- [What the exercise asks]: Images excepted, the data below must be repeated exactly.

- [Extracted entries]:
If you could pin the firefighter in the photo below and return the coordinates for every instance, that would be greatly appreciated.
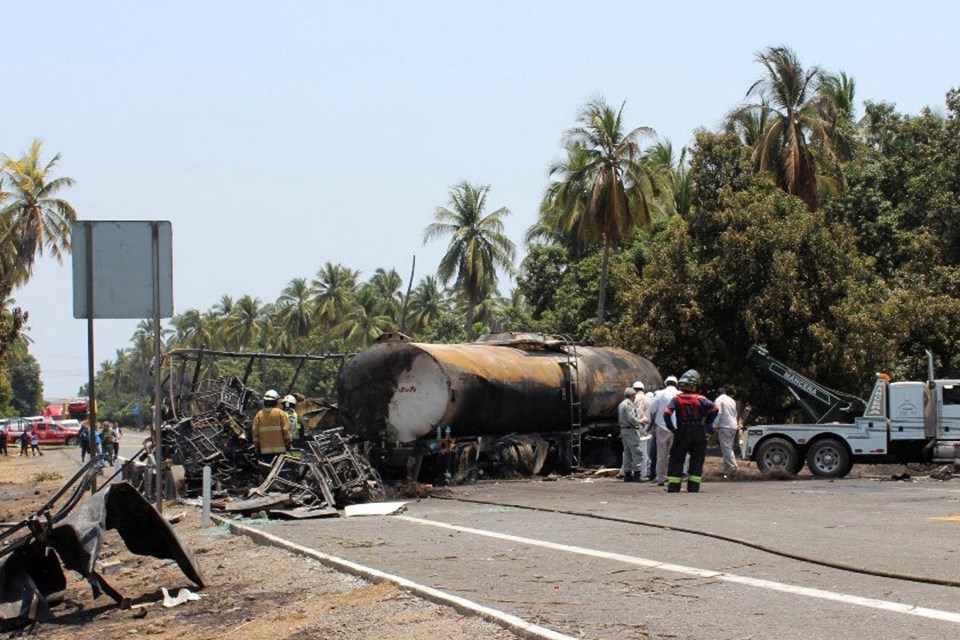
(290, 407)
(689, 416)
(271, 428)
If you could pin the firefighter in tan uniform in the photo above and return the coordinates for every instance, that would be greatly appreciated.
(271, 428)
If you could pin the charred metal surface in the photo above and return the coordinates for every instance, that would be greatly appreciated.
(510, 383)
(328, 473)
(31, 574)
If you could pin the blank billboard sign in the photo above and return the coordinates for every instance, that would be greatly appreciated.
(132, 262)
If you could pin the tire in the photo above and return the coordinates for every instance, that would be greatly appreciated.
(777, 455)
(829, 458)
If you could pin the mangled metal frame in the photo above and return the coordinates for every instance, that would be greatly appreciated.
(32, 563)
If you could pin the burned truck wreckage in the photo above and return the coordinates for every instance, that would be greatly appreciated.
(508, 404)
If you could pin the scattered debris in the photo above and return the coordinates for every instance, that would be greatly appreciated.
(942, 473)
(377, 509)
(183, 595)
(30, 565)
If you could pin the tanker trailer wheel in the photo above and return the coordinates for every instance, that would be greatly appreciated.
(778, 455)
(829, 458)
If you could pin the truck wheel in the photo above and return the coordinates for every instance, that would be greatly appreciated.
(778, 455)
(828, 458)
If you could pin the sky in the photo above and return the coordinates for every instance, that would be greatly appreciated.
(277, 137)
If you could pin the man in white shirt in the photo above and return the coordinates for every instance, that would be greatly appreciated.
(726, 426)
(663, 435)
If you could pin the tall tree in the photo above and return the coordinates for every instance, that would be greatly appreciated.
(295, 309)
(788, 100)
(334, 287)
(32, 216)
(477, 244)
(609, 193)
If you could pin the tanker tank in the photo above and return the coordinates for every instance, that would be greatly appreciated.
(400, 391)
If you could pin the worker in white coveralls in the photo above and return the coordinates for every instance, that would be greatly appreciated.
(726, 425)
(663, 435)
(642, 402)
(630, 435)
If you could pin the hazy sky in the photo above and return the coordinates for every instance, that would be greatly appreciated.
(279, 136)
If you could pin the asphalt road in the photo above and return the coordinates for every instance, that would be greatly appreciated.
(598, 558)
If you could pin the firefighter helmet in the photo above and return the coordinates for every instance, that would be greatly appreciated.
(689, 380)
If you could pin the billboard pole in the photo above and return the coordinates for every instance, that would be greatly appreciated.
(155, 237)
(91, 372)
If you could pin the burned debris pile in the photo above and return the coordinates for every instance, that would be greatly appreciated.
(322, 471)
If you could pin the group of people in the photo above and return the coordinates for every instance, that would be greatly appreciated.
(276, 427)
(106, 442)
(29, 443)
(665, 433)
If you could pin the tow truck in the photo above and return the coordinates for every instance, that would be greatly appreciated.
(900, 423)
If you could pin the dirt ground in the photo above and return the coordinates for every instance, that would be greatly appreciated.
(252, 592)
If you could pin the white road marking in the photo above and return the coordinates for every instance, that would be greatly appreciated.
(844, 598)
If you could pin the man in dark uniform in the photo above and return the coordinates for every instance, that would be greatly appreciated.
(690, 417)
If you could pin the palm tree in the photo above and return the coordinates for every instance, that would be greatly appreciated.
(242, 328)
(32, 217)
(608, 193)
(295, 309)
(427, 302)
(366, 319)
(787, 92)
(477, 244)
(334, 288)
(191, 329)
(389, 285)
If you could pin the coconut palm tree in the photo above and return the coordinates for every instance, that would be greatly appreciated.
(608, 194)
(295, 309)
(334, 288)
(389, 285)
(477, 246)
(788, 92)
(32, 216)
(366, 319)
(427, 302)
(243, 327)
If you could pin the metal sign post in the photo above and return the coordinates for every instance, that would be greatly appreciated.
(126, 273)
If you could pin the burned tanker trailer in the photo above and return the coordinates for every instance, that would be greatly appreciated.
(513, 403)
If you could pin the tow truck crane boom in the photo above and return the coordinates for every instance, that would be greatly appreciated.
(821, 404)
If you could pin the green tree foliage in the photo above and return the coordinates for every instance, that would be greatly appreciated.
(477, 245)
(25, 384)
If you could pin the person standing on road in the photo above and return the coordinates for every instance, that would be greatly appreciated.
(84, 436)
(663, 435)
(630, 435)
(726, 426)
(107, 441)
(116, 440)
(271, 428)
(35, 442)
(642, 402)
(290, 408)
(690, 417)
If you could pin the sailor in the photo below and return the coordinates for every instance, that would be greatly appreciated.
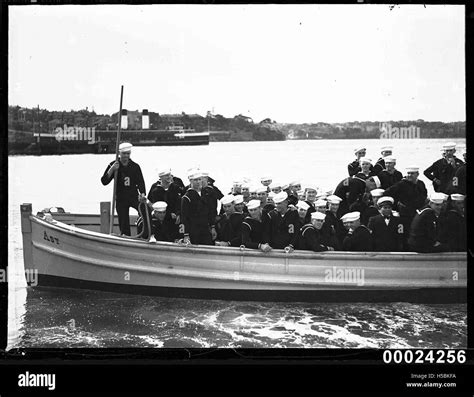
(358, 236)
(350, 190)
(310, 235)
(130, 185)
(389, 176)
(282, 230)
(453, 225)
(424, 230)
(197, 222)
(262, 196)
(245, 188)
(442, 171)
(166, 190)
(163, 226)
(387, 229)
(354, 167)
(211, 194)
(459, 179)
(372, 209)
(302, 208)
(366, 169)
(252, 227)
(380, 165)
(253, 192)
(333, 220)
(409, 195)
(275, 187)
(223, 227)
(266, 181)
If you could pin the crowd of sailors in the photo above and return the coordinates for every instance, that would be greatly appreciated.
(375, 208)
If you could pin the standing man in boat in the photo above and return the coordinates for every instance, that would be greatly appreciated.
(197, 223)
(380, 165)
(358, 236)
(354, 167)
(282, 230)
(453, 225)
(424, 230)
(387, 229)
(130, 185)
(409, 195)
(442, 171)
(252, 228)
(389, 176)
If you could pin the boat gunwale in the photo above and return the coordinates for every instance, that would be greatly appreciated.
(236, 251)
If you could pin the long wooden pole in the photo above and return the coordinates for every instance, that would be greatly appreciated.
(117, 143)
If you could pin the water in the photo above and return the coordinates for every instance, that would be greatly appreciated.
(60, 318)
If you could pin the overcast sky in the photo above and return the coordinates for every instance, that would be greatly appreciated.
(292, 63)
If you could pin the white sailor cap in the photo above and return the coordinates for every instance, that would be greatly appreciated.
(164, 171)
(384, 200)
(238, 199)
(254, 189)
(160, 206)
(386, 148)
(350, 216)
(312, 187)
(333, 199)
(377, 192)
(359, 149)
(303, 205)
(458, 197)
(125, 147)
(280, 197)
(194, 173)
(437, 198)
(252, 204)
(413, 168)
(320, 203)
(449, 146)
(228, 199)
(318, 215)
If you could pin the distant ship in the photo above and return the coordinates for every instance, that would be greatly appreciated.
(75, 140)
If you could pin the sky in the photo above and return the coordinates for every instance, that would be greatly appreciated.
(291, 63)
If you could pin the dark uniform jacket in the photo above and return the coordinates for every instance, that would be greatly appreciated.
(453, 231)
(309, 238)
(350, 190)
(281, 231)
(195, 215)
(252, 232)
(172, 196)
(445, 172)
(408, 196)
(129, 179)
(459, 180)
(424, 231)
(387, 179)
(386, 238)
(359, 240)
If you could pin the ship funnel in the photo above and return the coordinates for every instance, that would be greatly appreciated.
(124, 119)
(145, 120)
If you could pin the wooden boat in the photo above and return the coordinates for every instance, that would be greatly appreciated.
(68, 250)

- [Answer to this problem]:
If you could pin the firefighter in the photo below and return the coordinates for every instance, that would be greatly appreciated.
(290, 407)
(689, 416)
(271, 428)
If you could pin the firefighter in tan uniform in the photo above and return the coordinates for every instance, that would be greatly appreciated.
(271, 428)
If you could pin the charred metal surface in the photo above and return the coordinates for every instance, that would be greatly appreciated.
(510, 383)
(328, 473)
(31, 574)
If you could pin the blank billboard sign in the photo above and return the coordinates for every instance, that would be greatly appreciated.
(132, 262)
If you could pin the tire in the photo above and return the coordinates for every instance, that would be greatly appreciated.
(777, 455)
(829, 458)
If you could pin the mangled metal frame in the photo above and return the coordinates for every instance, that would be greatly appreciated.
(32, 563)
If you could pin the burned truck wreckage in the photo above and return the coordinates for every instance, that would be greatly appreciated.
(508, 404)
If you could pin the scattered debris in the photo above and return the coordinates for every instance, that would be greatly appreciated.
(942, 473)
(377, 509)
(183, 595)
(30, 565)
If you could pin the tanker trailer wheel in the photo above and return the coordinates for every instance, that would be greatly appreciated.
(778, 455)
(829, 458)
If you could pin the truck wheel in the photo above and return the coordinates for every instance, that would be greatly appreciated.
(778, 455)
(828, 458)
If you could pin the sky in the photo above and return the coordinates for every instance, that would be greatly appreciated.
(277, 137)
If you could pin the man in white shirt in the photo above and return the coordinates for every instance, that would be greatly appreciated.
(726, 426)
(663, 435)
If you could pin the tall tree in the photo above and return the coordinates for every instance, that would be greatly appreciated.
(295, 309)
(788, 100)
(334, 287)
(32, 216)
(477, 244)
(609, 193)
If you could pin the tanker tank in the photo above and return the coordinates for every instance, that would be greatly appreciated.
(400, 391)
If you could pin the worker in white coveralls in the photo above and return the coordinates for every instance, that would be greatly appreciated.
(726, 425)
(663, 435)
(642, 402)
(630, 435)
If you could pin the hazy sky in the photo above and return the coordinates for every instance, that would be greatly appreciated.
(279, 136)
If you could pin the asphalt road in the photo above and return the coordinates for every instance, that would be greatly appreciated.
(598, 558)
If you could pin the firefighter helmet in the photo above and return the coordinates for every instance, that would be greatly appreciated.
(689, 380)
If you could pin the billboard pole in the photo above and return the coordinates for every instance, that would be greatly appreciated.
(155, 237)
(91, 372)
If you could pin the burned debris pile in the photo above and return the coordinates for every instance, that would be greatly appreciated.
(322, 471)
If you could pin the group of people in the photo above and return the coordinates for every instance, that would be greatly appreciated.
(276, 427)
(106, 442)
(29, 443)
(665, 433)
If you could pin the tow truck in the photo above and return the coordinates for every instance, that would be greatly appreciated.
(900, 423)
If you could pin the dirt ground in the photo above and return the coordinates for every instance, that would be greatly appreciated.
(252, 592)
If you could pin the white road marking in the photo above and return the coordinates for every instance, that would be greatly appreciated.
(844, 598)
If you could pin the man in dark uniform in the photo above and return the coordinates for every instance, that would be greatly appreciated.
(690, 417)
If you could pin the palm tree in the photo above and return the coordinates for every instance, that would be greatly appreciated.
(242, 328)
(32, 217)
(608, 193)
(295, 309)
(427, 302)
(366, 319)
(787, 92)
(477, 244)
(334, 288)
(191, 329)
(389, 285)
If you could pin the coconut palm tree in the photo above and return the coordinates for every instance, that would be greatly appreciated.
(608, 194)
(295, 309)
(334, 288)
(389, 285)
(477, 246)
(788, 92)
(32, 216)
(366, 319)
(427, 302)
(243, 327)
If you could pin the metal sign post in the photo above and return the coordinates for every instance, that would be greatly appreciated.
(126, 273)
If you could pin the burned tanker trailer in the photo above and return the coordinates for every instance, that would be greatly appreciated.
(513, 403)
If you could pin the tow truck crane boom in the photo above and return the coordinates for every instance, that would be greatly appreciated.
(821, 404)
If you could pin the green tree foliage in the photo above and return the coordinates for every instance, that would be greatly appreciated.
(477, 245)
(25, 384)
If you could pin the person standing on road in the photo above and return the coordinates for every instance, that would be greatly appreciated.
(84, 436)
(663, 435)
(630, 435)
(726, 426)
(107, 441)
(116, 440)
(271, 428)
(35, 442)
(642, 402)
(290, 408)
(690, 417)
If you could pin the sailor in the photo below and return the coordinates for every instance, that would be greatly appreciated.
(358, 236)
(350, 190)
(310, 235)
(130, 185)
(389, 176)
(282, 230)
(453, 225)
(424, 230)
(197, 222)
(262, 196)
(245, 188)
(442, 171)
(166, 190)
(163, 226)
(387, 229)
(354, 167)
(211, 194)
(459, 179)
(372, 209)
(302, 208)
(366, 169)
(252, 227)
(380, 165)
(253, 192)
(333, 220)
(409, 195)
(275, 187)
(223, 227)
(266, 181)
If you could pin the crowd of sailors in the photo above and return the coordinates for every instance, that would be greatly appreciated.
(375, 208)
If you could pin the standing man in boat in the photo above and return the coordinates for every instance, that would be greatly appreciated.
(197, 223)
(380, 165)
(358, 236)
(354, 167)
(282, 230)
(453, 225)
(424, 230)
(387, 229)
(130, 185)
(409, 195)
(442, 171)
(252, 228)
(389, 176)
If you could pin the boat gunwale in the photo above and return the coordinates for every instance, that would be greatly appreciated.
(236, 251)
If you could pin the long wooden pole in the photo above and return the coordinates for every instance, that would be greatly appreciated.
(117, 143)
If you could pin the water in the photo above and return the coordinates for every instance, that would be greatly appreciated.
(60, 318)
If you could pin the overcast sky in the photo above and return the coordinates for every instance, that would be greatly appreciated.
(292, 63)
If you could pin the white sailor cap in the photo above and return the coordinates for every instance, that would be greatly appreciated.
(164, 171)
(384, 200)
(238, 199)
(254, 189)
(160, 206)
(386, 148)
(350, 216)
(312, 187)
(333, 199)
(377, 192)
(359, 149)
(303, 205)
(458, 197)
(125, 147)
(280, 197)
(194, 173)
(437, 198)
(252, 204)
(413, 168)
(320, 203)
(449, 146)
(228, 199)
(318, 215)
If you could pin the distant ship in the photo above and return the coordinates for every instance, that would be greatly appreciated.
(75, 140)
If you could pin the sky in the photo above and return the coordinates for every instance, that would be greatly appreciated.
(291, 63)
If you could pin the dark uniform jacket in the photo above and return the coordinates for every instance, that would be greatly appreciated.
(453, 231)
(309, 238)
(350, 190)
(281, 231)
(195, 215)
(252, 232)
(172, 196)
(445, 172)
(408, 196)
(129, 179)
(459, 180)
(424, 231)
(387, 179)
(386, 238)
(359, 240)
If you could pin the ship funnel in the photo above and return the coordinates for every instance, that would be greatly appreciated.
(124, 119)
(145, 120)
If you could pin the wooden boat in the photo above and return the coordinates for every instance, that would be greatly appreciated.
(68, 250)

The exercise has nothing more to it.